■ **Exercise**:
Transcribe the lines below verbatim, omitting any pictures from your output.

■ **Data to process**:

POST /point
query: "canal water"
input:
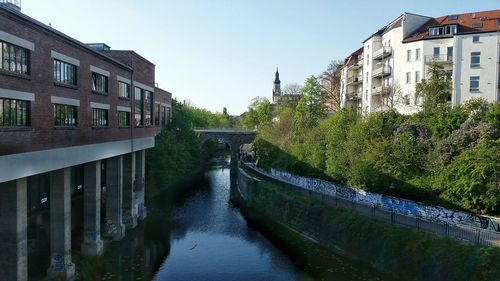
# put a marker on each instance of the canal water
(201, 236)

■ **Full output**:
POST /point
query: "canal water"
input:
# put a marker on each instance of the canal water
(201, 236)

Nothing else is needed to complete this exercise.